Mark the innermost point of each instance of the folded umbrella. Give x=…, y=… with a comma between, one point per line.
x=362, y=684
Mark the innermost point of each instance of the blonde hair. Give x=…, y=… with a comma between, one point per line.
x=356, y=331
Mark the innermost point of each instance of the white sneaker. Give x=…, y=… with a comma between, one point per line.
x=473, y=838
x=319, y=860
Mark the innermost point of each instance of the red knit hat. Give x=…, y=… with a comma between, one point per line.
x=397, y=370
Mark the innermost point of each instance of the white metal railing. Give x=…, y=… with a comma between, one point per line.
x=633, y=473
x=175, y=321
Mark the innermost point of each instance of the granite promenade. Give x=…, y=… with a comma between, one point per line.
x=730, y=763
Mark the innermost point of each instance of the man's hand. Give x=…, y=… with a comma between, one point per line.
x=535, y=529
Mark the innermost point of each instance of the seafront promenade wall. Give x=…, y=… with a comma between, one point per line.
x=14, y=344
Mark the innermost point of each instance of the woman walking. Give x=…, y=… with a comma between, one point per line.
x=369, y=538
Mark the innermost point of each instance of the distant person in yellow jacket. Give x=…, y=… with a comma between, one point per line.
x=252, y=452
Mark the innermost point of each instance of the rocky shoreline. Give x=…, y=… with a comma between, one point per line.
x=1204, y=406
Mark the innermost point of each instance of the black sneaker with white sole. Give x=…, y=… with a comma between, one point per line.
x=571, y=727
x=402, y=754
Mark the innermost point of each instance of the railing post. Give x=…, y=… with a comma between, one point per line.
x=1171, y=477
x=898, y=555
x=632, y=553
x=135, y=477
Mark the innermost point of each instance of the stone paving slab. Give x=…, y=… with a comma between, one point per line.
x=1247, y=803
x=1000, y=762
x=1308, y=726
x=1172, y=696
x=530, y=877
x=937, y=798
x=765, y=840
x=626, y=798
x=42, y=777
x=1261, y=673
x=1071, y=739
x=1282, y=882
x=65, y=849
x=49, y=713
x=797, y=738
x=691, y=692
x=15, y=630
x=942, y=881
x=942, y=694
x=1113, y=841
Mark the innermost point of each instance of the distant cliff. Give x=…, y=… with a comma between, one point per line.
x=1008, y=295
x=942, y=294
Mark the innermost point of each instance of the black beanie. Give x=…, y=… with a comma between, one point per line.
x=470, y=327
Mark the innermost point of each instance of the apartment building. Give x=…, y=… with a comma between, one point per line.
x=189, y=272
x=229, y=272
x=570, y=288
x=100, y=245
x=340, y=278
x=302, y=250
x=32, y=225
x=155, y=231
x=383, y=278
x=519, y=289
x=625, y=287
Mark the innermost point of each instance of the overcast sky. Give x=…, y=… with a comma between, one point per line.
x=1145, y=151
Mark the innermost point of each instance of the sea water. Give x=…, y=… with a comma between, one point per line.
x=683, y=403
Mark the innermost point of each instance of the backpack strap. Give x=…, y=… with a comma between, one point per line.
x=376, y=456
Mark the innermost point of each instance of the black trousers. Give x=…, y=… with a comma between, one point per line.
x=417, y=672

====

WHAT TO DO: Set out the records as a Markdown table with columns Row and Record line, starting at the line that contains "Mark the innermost point of each instance of the stone" and ending at the last line of the records. Number the rows and leave out any blank lines.

EXERCISE SOLUTION:
| Row | Record line |
|---|---|
| 1 | Mark the innermost point of each instance of the stone paving slab. Give x=…, y=… with a comma between, one point per line. |
| 2 | x=1247, y=803 |
| 3 | x=1000, y=762 |
| 4 | x=1308, y=726 |
| 5 | x=1172, y=696 |
| 6 | x=530, y=877 |
| 7 | x=937, y=798 |
| 8 | x=765, y=840 |
| 9 | x=626, y=798 |
| 10 | x=42, y=777 |
| 11 | x=1261, y=673 |
| 12 | x=1071, y=739 |
| 13 | x=1282, y=882 |
| 14 | x=65, y=849 |
| 15 | x=49, y=713 |
| 16 | x=797, y=738 |
| 17 | x=691, y=692 |
| 18 | x=15, y=630 |
| 19 | x=942, y=881 |
| 20 | x=942, y=694 |
| 21 | x=1113, y=841 |
| 22 | Mark the innermost point of each instance of the distant cliff. Give x=…, y=… with a comma between, one point per line. |
| 23 | x=1008, y=295 |
| 24 | x=942, y=294 |
| 25 | Mark the innermost point of each instance of the black beanie. Give x=…, y=… with a comma between, one point per line. |
| 26 | x=470, y=327 |
| 27 | Mark the innermost point of each instance of the apartment building. Give x=…, y=… with a comma between, one point per line. |
| 28 | x=189, y=272 |
| 29 | x=229, y=272 |
| 30 | x=570, y=288 |
| 31 | x=100, y=245 |
| 32 | x=340, y=278 |
| 33 | x=302, y=250 |
| 34 | x=32, y=225 |
| 35 | x=155, y=231 |
| 36 | x=383, y=278 |
| 37 | x=519, y=289 |
| 38 | x=625, y=287 |
| 39 | Mark the innermost point of each instance of the overcast sky. Give x=…, y=… with a comma between, one point per line. |
| 40 | x=1145, y=151 |
| 41 | Mark the innermost point of each instance of the sea water. Give x=…, y=… with a comma between, one point per line. |
| 42 | x=683, y=403 |
| 43 | Mark the innermost point of each instance of the backpack strap. Give x=…, y=… with a comma between, one point per line. |
| 44 | x=376, y=456 |
| 45 | Mark the innermost point of each instance of the black trousers. Give x=…, y=… with a comma between, one point per line. |
| 46 | x=417, y=672 |